▶ TASK DIRECTIONS: Output the lines of the data below unchanged, beginning at the line that contains "target: grass" and stopping after the line that contains "task: trace the outline of every instance of the grass".

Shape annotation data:
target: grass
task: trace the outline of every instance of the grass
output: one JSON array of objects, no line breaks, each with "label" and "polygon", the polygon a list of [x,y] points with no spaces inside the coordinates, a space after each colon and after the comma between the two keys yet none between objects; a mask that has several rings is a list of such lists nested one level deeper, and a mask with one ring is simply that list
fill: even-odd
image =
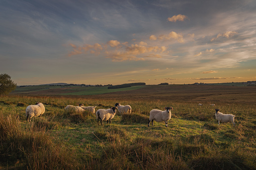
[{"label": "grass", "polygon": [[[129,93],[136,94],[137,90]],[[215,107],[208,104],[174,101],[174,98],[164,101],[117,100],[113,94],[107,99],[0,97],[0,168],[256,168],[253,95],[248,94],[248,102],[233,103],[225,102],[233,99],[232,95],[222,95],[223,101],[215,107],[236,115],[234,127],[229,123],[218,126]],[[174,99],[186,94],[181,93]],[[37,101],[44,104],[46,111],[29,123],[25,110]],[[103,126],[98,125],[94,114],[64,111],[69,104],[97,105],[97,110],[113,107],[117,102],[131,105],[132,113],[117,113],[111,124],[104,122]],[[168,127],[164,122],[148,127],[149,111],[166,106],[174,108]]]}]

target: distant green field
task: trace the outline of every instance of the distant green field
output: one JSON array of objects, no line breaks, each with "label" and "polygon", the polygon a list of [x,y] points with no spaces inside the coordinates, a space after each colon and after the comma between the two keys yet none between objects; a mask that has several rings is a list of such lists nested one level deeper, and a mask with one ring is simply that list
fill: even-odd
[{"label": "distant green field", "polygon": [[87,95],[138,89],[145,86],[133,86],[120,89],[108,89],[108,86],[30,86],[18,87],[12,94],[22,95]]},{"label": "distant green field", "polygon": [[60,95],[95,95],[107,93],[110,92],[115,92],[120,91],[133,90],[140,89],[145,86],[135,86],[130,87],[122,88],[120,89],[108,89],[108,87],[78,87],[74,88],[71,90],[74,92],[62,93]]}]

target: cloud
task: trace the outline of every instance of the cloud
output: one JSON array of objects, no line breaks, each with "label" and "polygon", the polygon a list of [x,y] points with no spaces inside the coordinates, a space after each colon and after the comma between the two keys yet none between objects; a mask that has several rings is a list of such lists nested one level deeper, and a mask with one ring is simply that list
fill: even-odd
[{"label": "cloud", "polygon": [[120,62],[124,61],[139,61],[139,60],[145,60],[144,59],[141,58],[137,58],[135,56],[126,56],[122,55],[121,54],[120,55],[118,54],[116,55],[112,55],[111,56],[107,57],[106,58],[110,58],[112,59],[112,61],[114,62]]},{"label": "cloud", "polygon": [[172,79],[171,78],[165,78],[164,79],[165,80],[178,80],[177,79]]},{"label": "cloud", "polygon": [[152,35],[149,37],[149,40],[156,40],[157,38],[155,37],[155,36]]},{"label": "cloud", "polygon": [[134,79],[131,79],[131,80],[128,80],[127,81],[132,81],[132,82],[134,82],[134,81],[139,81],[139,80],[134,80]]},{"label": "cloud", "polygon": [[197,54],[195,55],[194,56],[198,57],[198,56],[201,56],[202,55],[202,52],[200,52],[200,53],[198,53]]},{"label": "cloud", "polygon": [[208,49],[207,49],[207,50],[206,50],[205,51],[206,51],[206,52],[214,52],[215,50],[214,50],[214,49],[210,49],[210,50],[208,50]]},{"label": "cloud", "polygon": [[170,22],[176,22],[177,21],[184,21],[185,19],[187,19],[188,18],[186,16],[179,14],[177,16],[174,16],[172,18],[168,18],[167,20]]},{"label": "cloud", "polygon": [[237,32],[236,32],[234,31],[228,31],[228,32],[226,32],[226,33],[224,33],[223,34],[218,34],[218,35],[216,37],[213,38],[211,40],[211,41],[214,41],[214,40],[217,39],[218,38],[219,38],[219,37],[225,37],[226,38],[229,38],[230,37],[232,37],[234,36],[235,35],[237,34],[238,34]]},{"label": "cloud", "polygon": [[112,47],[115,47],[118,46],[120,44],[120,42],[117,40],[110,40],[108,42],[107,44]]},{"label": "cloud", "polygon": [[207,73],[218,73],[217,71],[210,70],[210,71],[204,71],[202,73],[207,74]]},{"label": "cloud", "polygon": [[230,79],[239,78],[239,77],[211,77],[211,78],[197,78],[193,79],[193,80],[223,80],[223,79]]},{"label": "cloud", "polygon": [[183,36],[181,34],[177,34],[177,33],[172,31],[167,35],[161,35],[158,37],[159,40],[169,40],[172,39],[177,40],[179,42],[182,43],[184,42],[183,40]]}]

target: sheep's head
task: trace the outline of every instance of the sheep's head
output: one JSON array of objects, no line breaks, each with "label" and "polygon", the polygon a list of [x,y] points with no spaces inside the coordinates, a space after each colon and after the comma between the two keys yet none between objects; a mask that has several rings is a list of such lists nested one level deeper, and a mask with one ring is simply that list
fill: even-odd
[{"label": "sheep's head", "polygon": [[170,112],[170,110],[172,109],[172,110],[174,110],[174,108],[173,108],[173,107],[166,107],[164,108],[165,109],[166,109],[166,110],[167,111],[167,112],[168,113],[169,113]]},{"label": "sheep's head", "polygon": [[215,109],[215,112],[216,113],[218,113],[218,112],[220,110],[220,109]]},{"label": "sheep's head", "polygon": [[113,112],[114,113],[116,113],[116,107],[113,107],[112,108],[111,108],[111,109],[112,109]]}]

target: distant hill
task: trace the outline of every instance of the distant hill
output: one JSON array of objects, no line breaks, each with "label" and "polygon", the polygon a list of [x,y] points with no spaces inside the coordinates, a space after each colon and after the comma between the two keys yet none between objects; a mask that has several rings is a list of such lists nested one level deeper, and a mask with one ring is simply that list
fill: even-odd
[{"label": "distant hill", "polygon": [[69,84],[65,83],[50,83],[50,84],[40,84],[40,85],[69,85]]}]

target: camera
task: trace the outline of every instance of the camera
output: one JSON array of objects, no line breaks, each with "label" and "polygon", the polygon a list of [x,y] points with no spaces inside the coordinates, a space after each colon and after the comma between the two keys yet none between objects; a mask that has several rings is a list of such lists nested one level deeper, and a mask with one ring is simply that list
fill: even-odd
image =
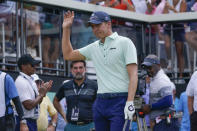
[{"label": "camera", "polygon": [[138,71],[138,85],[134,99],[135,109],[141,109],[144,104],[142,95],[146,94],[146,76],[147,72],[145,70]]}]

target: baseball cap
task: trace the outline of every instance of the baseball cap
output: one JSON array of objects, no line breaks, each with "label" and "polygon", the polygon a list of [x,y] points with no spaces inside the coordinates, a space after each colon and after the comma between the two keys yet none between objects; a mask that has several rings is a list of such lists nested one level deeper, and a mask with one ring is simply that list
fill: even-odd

...

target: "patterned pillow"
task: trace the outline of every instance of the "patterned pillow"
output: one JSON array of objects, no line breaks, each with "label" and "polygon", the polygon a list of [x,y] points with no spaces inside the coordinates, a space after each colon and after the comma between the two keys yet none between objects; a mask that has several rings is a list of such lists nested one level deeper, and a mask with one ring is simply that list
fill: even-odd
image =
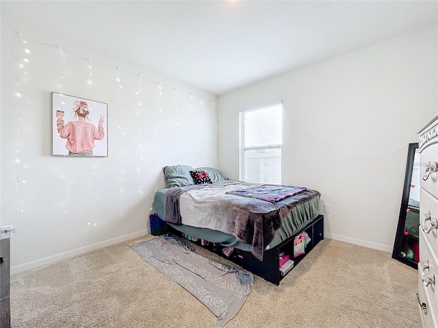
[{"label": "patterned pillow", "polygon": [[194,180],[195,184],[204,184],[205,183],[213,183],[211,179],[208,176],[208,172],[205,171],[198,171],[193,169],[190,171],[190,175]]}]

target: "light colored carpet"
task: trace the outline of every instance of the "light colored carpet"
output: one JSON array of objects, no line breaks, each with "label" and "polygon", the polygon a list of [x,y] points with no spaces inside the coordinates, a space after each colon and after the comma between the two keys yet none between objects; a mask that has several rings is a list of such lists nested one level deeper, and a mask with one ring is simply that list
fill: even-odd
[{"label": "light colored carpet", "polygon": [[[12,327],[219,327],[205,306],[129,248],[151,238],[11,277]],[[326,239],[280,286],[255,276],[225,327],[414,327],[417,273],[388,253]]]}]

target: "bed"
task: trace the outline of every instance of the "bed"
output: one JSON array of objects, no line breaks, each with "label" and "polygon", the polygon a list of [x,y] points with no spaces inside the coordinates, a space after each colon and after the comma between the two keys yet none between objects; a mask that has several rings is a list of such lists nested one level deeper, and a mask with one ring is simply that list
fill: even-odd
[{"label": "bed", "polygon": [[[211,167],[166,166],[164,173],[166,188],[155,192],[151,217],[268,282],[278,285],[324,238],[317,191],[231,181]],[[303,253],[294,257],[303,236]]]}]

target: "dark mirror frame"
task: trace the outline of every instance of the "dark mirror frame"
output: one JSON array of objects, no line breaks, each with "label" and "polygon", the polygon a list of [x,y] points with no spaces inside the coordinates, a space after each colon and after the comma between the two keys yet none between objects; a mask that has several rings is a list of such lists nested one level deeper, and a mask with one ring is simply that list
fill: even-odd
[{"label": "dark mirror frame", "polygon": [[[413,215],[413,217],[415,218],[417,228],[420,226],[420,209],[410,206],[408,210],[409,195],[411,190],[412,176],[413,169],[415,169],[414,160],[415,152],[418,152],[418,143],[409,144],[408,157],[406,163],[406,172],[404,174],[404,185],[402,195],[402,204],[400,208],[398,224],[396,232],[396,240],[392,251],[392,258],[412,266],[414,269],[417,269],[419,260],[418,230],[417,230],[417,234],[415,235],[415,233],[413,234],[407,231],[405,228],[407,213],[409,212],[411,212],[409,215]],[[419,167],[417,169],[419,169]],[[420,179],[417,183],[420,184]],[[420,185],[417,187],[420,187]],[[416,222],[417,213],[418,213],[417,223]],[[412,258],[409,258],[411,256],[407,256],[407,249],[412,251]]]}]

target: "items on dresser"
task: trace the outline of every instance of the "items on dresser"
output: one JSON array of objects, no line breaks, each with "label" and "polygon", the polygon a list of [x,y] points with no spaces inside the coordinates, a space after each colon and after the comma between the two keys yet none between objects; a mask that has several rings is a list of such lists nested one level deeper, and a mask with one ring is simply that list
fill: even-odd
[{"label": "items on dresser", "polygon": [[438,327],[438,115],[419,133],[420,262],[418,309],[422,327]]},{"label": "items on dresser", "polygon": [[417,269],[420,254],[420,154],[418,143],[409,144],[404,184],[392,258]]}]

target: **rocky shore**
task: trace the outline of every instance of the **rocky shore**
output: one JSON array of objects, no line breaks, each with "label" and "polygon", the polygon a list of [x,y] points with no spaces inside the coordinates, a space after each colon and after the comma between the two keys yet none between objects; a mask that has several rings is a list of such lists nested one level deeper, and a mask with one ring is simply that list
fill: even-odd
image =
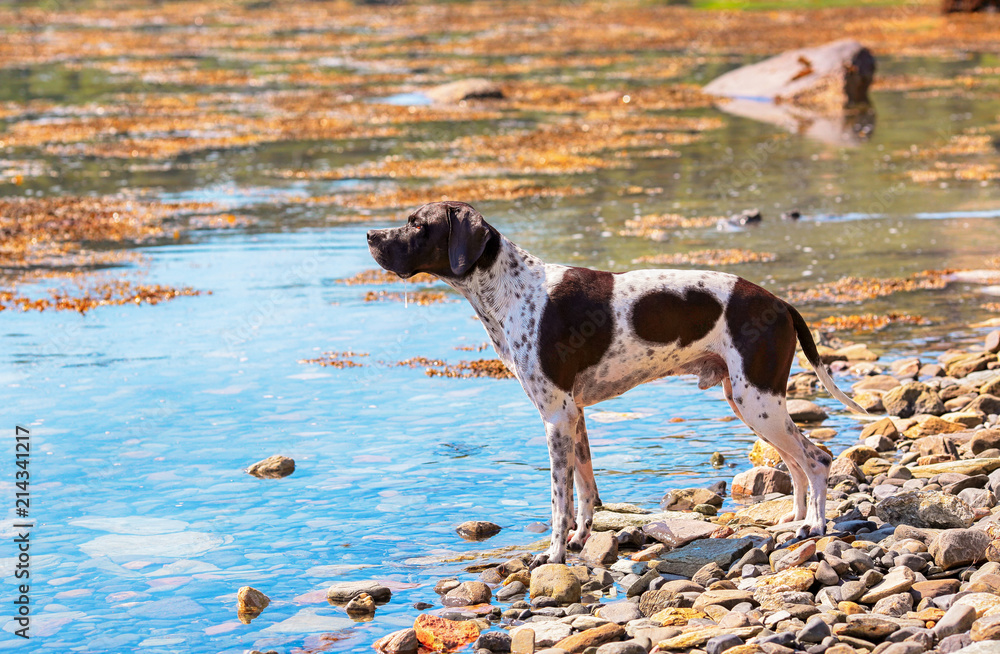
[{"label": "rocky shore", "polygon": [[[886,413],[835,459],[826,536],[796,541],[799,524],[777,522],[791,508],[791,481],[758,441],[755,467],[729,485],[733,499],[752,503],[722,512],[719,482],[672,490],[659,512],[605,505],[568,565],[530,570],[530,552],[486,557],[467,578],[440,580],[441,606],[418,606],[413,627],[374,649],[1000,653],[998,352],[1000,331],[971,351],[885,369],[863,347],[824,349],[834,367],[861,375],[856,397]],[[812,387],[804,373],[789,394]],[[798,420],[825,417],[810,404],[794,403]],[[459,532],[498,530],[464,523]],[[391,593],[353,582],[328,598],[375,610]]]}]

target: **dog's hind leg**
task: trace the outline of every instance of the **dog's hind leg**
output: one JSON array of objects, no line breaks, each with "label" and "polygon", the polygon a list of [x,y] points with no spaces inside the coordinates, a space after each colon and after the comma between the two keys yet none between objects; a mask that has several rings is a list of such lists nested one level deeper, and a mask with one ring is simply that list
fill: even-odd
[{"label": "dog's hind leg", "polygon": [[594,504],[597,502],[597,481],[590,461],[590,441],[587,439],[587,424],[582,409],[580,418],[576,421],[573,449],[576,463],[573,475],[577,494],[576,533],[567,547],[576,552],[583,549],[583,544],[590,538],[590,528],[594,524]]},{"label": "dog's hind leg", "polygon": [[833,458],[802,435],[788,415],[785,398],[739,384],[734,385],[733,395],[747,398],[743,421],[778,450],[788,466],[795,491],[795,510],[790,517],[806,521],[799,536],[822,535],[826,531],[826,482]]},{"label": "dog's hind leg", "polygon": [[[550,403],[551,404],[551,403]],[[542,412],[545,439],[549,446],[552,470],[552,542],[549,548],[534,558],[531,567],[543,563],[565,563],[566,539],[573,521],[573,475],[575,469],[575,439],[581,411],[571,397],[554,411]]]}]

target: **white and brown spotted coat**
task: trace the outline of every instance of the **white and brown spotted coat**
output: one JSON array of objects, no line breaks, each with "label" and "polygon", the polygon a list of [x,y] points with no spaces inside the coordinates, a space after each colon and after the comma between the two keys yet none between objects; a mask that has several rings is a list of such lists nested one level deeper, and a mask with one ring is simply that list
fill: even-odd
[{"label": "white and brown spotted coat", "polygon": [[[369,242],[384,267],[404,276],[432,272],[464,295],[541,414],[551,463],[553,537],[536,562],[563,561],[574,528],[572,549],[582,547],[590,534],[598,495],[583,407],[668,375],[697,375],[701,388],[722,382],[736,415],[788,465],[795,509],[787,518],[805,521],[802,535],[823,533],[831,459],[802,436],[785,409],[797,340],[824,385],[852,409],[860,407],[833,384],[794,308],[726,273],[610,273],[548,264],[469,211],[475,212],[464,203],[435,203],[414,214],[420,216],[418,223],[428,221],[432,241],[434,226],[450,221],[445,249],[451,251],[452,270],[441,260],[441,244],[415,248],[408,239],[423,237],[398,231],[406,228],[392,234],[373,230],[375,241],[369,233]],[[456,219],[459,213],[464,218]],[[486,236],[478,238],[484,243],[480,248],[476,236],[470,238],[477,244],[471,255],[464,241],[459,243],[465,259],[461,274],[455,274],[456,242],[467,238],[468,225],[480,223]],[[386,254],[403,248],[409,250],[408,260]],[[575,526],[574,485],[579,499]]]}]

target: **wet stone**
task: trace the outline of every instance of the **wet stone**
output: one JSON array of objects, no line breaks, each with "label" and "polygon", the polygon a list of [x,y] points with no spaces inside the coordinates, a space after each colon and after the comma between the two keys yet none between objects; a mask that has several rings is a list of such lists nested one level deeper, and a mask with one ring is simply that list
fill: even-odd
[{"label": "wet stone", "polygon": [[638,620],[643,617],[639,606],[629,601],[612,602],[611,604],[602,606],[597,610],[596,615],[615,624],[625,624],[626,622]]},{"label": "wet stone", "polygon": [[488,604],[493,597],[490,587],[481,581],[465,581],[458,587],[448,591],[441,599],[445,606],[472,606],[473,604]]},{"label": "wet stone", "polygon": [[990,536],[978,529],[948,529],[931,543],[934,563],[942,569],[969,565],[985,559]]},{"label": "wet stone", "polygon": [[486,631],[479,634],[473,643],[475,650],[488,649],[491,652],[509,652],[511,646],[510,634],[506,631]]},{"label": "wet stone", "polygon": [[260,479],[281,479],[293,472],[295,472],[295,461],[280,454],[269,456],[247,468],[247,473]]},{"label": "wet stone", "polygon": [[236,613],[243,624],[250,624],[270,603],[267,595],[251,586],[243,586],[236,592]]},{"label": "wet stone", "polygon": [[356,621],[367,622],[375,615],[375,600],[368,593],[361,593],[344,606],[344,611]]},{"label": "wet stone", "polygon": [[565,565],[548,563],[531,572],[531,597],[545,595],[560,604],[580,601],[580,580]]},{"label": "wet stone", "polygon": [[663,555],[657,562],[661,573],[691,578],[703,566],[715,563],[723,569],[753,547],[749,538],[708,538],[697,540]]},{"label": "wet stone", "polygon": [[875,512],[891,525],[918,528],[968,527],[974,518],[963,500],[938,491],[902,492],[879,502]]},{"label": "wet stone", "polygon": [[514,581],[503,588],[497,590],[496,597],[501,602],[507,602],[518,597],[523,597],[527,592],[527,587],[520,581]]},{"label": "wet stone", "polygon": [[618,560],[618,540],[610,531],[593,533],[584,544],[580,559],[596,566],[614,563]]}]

▶ FINISHED TASK:
target: grass
task: trace the outline of every instance of the grass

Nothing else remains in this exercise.